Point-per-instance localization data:
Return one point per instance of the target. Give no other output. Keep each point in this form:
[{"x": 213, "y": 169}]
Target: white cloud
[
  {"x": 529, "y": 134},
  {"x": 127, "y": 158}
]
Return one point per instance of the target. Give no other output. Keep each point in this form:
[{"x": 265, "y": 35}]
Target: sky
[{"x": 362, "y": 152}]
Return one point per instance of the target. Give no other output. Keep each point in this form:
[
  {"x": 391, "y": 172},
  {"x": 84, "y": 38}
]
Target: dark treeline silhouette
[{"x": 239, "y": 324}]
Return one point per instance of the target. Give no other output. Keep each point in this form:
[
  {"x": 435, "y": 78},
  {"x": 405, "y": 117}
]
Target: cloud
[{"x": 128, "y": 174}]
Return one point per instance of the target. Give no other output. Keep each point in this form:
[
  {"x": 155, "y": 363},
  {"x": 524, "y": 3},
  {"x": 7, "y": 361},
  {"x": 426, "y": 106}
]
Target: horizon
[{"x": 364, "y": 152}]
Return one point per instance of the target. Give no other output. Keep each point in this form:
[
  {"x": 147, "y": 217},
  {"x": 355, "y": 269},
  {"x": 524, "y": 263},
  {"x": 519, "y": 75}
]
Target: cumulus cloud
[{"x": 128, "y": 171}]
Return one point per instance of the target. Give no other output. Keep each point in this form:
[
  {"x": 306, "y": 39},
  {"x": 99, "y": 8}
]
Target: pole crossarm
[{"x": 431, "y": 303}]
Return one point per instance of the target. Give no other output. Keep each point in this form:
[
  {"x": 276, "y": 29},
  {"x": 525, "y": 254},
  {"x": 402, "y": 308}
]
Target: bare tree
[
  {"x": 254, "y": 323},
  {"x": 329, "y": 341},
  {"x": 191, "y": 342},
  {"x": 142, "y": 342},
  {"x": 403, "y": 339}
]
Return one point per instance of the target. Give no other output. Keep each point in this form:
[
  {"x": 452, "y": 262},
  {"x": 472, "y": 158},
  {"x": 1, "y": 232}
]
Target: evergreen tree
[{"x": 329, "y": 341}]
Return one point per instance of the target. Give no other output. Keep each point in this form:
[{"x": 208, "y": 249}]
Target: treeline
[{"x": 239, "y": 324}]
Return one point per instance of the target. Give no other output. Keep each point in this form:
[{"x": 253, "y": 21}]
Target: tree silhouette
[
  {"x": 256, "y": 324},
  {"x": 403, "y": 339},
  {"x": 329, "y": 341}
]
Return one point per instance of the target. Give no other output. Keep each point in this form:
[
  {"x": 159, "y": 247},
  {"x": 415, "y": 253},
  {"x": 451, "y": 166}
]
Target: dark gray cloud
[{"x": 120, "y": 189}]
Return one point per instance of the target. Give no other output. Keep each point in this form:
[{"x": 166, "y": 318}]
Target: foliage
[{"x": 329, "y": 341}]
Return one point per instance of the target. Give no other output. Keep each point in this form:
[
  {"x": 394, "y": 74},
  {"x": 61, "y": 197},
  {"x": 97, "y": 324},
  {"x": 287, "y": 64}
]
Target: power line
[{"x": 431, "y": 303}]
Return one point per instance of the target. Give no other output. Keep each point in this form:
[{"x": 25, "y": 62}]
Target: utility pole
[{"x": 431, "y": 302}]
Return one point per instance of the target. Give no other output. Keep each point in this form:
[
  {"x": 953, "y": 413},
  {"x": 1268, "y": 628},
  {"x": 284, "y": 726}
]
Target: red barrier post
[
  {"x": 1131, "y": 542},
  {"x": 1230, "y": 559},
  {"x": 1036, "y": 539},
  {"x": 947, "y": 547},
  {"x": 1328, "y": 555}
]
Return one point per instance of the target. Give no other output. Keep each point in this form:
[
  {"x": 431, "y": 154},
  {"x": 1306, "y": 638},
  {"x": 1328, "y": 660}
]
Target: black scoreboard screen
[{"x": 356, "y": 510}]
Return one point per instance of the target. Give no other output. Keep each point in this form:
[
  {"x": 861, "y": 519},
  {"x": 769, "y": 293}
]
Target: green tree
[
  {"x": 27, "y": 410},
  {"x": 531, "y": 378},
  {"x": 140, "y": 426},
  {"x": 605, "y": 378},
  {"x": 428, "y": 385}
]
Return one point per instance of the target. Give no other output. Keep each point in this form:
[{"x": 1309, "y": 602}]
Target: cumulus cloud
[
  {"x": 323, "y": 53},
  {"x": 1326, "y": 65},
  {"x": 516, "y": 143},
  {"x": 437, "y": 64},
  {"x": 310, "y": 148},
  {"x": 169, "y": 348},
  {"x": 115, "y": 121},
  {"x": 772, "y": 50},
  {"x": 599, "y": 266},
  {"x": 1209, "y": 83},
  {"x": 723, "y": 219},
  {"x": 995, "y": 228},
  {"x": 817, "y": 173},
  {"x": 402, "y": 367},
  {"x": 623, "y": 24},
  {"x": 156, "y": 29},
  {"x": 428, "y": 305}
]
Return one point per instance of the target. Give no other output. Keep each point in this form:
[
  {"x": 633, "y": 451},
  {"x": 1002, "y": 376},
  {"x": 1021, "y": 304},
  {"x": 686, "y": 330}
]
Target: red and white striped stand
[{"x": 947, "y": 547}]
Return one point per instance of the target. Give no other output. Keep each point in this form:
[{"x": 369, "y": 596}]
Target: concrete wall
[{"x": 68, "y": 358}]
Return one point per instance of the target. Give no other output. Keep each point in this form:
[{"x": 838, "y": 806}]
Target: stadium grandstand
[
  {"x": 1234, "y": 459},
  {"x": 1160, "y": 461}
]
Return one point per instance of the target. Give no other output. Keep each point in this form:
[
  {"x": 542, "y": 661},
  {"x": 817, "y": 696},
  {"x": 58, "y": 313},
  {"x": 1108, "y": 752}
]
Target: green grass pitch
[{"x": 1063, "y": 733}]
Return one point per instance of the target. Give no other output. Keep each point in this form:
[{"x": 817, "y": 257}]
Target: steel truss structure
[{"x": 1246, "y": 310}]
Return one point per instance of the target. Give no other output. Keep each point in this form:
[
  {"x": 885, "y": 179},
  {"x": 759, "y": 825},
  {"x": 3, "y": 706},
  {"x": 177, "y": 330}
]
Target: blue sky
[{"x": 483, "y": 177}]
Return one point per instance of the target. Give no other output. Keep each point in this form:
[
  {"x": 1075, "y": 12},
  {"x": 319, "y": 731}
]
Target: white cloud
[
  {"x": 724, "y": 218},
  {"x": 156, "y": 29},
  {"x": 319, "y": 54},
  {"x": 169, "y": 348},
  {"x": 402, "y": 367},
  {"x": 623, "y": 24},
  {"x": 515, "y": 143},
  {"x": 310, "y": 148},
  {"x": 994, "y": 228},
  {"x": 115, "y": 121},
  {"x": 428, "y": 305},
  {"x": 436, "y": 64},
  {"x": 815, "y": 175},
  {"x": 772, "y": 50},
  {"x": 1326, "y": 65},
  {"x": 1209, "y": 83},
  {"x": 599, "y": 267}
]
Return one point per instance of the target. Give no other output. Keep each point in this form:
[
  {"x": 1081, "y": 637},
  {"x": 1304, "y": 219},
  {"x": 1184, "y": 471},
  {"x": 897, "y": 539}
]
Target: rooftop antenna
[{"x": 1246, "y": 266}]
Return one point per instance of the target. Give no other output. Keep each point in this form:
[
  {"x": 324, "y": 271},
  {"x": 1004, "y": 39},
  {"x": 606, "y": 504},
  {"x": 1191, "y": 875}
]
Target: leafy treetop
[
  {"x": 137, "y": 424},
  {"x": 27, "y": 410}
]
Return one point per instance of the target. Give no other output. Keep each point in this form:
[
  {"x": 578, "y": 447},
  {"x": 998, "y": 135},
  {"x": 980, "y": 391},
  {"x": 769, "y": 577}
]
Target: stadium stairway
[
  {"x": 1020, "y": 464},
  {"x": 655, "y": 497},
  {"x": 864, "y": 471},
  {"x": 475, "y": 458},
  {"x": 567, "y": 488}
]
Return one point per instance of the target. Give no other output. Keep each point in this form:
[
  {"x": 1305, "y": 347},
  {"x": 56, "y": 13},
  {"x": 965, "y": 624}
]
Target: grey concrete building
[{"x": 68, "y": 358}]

> **Exercise requirements**:
Only the lines from the one containing "Target: rooftop antenna" to the end of the records should be repeated, exactly as they appear.

> **Task response**:
Target: rooftop antenna
[{"x": 1246, "y": 266}]
Return one point per instance of the target. Give no other output. Keep each point in this form:
[
  {"x": 324, "y": 271},
  {"x": 1004, "y": 39},
  {"x": 606, "y": 504},
  {"x": 1191, "y": 875}
]
Target: leafy treetop
[
  {"x": 137, "y": 424},
  {"x": 27, "y": 410}
]
Return one point per instance of the target. Give no other output. Keep each point in this form:
[
  {"x": 578, "y": 447},
  {"x": 998, "y": 135},
  {"x": 980, "y": 391},
  {"x": 769, "y": 577}
]
Target: stadium stairway
[
  {"x": 1020, "y": 464},
  {"x": 655, "y": 497},
  {"x": 864, "y": 471},
  {"x": 475, "y": 458},
  {"x": 567, "y": 488}
]
Return one point per instance of the target. Give no other output. Keep each point in this form:
[
  {"x": 1305, "y": 347},
  {"x": 56, "y": 13},
  {"x": 965, "y": 624}
]
Target: grey concrete building
[{"x": 68, "y": 358}]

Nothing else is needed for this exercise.